* _INSTRUCTIONS TO FOLLOW_: Please locate each line in the data below that contains the string "player" and copy those lines. Case matters.
╭──
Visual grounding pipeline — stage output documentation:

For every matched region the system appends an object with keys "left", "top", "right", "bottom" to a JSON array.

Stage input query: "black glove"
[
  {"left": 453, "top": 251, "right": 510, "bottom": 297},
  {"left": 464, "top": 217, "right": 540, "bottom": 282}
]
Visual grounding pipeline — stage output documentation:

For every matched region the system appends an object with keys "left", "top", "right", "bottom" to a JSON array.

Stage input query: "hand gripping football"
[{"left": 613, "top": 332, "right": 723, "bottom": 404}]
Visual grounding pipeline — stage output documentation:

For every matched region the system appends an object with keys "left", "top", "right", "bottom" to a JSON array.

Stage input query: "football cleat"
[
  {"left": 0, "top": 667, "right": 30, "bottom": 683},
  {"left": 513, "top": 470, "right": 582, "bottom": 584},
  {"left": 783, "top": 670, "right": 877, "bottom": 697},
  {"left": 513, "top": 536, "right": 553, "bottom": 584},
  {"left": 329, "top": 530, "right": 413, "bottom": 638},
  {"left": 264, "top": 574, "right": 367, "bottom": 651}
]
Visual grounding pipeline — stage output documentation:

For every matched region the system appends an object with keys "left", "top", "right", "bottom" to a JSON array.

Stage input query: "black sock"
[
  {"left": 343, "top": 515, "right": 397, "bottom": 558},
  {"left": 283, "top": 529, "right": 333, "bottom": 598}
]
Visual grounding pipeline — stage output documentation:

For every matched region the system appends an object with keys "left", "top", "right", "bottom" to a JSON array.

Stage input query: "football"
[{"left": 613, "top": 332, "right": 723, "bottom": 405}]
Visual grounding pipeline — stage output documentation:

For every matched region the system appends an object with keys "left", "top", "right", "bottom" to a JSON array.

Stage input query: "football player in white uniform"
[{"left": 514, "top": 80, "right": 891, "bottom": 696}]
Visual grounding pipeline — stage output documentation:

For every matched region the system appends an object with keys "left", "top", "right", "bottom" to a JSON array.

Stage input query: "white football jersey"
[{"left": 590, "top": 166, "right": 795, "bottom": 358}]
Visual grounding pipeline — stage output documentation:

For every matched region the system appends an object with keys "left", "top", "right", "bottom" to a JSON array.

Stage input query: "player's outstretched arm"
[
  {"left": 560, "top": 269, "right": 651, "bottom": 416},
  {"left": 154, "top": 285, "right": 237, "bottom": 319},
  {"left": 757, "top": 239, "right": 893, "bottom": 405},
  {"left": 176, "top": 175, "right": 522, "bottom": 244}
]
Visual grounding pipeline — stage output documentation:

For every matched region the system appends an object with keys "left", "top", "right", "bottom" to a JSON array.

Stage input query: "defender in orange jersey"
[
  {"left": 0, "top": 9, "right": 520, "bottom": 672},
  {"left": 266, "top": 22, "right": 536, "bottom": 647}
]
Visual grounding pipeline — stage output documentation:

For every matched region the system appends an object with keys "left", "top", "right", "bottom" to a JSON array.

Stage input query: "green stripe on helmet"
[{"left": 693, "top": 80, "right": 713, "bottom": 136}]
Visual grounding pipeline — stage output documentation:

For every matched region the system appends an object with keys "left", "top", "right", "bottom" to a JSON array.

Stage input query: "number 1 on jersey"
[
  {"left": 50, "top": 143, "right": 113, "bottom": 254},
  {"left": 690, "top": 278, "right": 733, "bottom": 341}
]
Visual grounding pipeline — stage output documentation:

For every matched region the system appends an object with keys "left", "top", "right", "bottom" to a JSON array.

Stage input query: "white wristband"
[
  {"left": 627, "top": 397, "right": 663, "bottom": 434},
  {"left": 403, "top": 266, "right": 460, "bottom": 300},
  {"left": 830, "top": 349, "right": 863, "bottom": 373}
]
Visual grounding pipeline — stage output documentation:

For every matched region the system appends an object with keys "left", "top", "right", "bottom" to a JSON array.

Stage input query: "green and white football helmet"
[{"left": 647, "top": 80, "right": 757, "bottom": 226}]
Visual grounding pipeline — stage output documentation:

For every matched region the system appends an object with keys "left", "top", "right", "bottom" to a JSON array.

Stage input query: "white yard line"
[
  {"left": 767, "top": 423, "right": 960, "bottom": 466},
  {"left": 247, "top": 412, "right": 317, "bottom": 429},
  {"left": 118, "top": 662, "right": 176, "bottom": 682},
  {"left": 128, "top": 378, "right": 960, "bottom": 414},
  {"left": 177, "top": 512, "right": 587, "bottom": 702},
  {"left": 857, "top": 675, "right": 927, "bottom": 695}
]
╰──
* _CORRECT RESPONSE_:
Stage input query: "football player in white uniform"
Stage input query: "player's outstretched arm"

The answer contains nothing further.